Last week’s provincial budget was accompanied by an uncharacteristic snippy release from the Ontario Hospital Association expressing disappointment.
While OHA CEO Pat Campbell says there are a few positive initiatives for hospitals and the health care system, the chief complaint is over the lack of a comprehensive capacity plan.
That’s likely a fancy way of saying the government is cutting the heck out of us, putting some of that money elsewhere, and hoping it all balances out okay. If we are looking for any more sophistication than that from government, we’re likely to be disappointed.
Health Minister Deb Matthews has repeatedly said that downsizing hospitals in favor of more community based care is the plan. In the budget they go as far as listing endoscopies, dialysis and vision care as the next wave of services to be divested to not-for-profit clinics, even if no evidence is presented on costs.
Like the rest of the budget, Ontario Finance Minister Charles Sousa did little to change the course of last year’s austerity budget with regards to health care.
One thing is certain – health care is gradually shrinking as a percentage of program spending by government contrary to the hysteria by anti-Medicare advocates. This year it’s projected to be 41.8 per cent of what the government spends on programs and services. Just two years ago the government was talking about spending 46 cents of every program dollar on health care and the media were regularly rounding it up to half the Ontario budget.
In dollar terms, health care gets $1.3 billion more over last year, moving it up to a total of $48.9 billion in spending. That’s about $300 million more than was forecast in 2012. The bad news is the government left $560 million of last year’s health budget unspent, much of it in the hospital sector where job and service cuts are becoming increasingly common.
If the government had been budgeting for inflation (1.2%) population growth (1%) and the effects of aging (1%) health care would need an absolute minimum of $1.52 billion more simply to stand still. That may even be a bit low – health care costs generally rise a bit faster than general inflation. Drug costs, for example, are expected to rise by 5.4 per cent next year.
No matter how the government shuffles the deck, that means continuing austerity for health care.

**Material supplied:**
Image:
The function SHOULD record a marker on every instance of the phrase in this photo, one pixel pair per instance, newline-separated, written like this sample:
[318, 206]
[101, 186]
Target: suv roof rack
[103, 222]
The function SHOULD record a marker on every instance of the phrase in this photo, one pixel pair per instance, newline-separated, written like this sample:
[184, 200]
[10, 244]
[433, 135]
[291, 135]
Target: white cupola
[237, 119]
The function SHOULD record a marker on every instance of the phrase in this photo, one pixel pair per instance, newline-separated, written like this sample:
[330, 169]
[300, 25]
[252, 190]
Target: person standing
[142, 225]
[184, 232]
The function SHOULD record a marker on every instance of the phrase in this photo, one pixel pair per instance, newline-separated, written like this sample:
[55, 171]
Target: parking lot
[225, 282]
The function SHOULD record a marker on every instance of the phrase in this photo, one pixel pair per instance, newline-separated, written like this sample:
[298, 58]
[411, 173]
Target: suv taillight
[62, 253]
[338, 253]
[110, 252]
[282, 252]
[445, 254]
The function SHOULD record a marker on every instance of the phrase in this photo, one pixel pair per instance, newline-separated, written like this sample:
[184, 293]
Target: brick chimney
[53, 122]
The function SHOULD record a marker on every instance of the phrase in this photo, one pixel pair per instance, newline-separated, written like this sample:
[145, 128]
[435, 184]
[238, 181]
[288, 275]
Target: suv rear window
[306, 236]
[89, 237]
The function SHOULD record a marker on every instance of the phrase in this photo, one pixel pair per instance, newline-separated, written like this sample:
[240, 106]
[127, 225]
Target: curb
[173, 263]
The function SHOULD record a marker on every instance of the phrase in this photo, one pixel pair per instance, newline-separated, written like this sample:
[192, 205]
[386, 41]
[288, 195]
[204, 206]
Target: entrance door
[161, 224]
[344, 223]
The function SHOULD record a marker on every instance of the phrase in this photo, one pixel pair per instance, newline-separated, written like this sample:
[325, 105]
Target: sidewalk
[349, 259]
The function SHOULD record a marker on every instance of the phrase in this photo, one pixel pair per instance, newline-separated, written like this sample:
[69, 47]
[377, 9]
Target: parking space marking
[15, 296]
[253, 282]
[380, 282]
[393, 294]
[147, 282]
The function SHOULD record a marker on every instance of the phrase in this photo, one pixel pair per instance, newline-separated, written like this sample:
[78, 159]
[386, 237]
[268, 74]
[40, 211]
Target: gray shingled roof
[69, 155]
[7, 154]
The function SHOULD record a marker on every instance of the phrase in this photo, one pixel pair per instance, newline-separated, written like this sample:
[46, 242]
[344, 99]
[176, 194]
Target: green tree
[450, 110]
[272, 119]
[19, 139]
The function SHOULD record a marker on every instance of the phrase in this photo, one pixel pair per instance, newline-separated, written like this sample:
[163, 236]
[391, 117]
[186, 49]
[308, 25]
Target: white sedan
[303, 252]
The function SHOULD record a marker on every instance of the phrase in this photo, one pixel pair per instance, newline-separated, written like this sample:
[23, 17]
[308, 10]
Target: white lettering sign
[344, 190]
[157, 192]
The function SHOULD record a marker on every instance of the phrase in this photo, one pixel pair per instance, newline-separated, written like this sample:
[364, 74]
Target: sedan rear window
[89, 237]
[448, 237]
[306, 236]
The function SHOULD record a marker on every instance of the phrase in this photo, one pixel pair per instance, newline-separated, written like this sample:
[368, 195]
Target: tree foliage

**What to do:** Copy out the commentary on Ontario's budget and health care spending word for word, in full.

**Task solution:**
Last week’s provincial budget was accompanied by an uncharacteristic snippy release from the Ontario Hospital Association expressing disappointment.
While OHA CEO Pat Campbell says there are a few positive initiatives for hospitals and the health care system, the chief complaint is over the lack of a comprehensive capacity plan.
That’s likely a fancy way of saying the government is cutting the heck out of us, putting some of that money elsewhere, and hoping it all balances out okay. If we are looking for any more sophistication than that from government, we’re likely to be disappointed.
Health Minister Deb Matthews has repeatedly said that downsizing hospitals in favor of more community based care is the plan. In the budget they go as far as listing endoscopies, dialysis and vision care as the next wave of services to be divested to not-for-profit clinics, even if no evidence is presented on costs.
Like the rest of the budget, Ontario Finance Minister Charles Sousa did little to change the course of last year’s austerity budget with regards to health care.
One thing is certain – health care is gradually shrinking as a percentage of program spending by government contrary to the hysteria by anti-Medicare advocates. This year it’s projected to be 41.8 per cent of what the government spends on programs and services. Just two years ago the government was talking about spending 46 cents of every program dollar on health care and the media were regularly rounding it up to half the Ontario budget.
In dollar terms, health care gets $1.3 billion more over last year, moving it up to a total of $48.9 billion in spending. That’s about $300 million more than was forecast in 2012. The bad news is the government left $560 million of last year’s health budget unspent, much of it in the hospital sector where job and service cuts are becoming increasingly common.
If the government had been budgeting for inflation (1.2%) population growth (1%) and the effects of aging (1%) health care would need an absolute minimum of $1.52 billion more simply to stand still. That may even be a bit low – health care costs generally rise a bit faster than general inflation. Drug costs, for example, are expected to rise by 5.4 per cent next year.
No matter how the government shuffles the deck, that means continuing austerity for health care.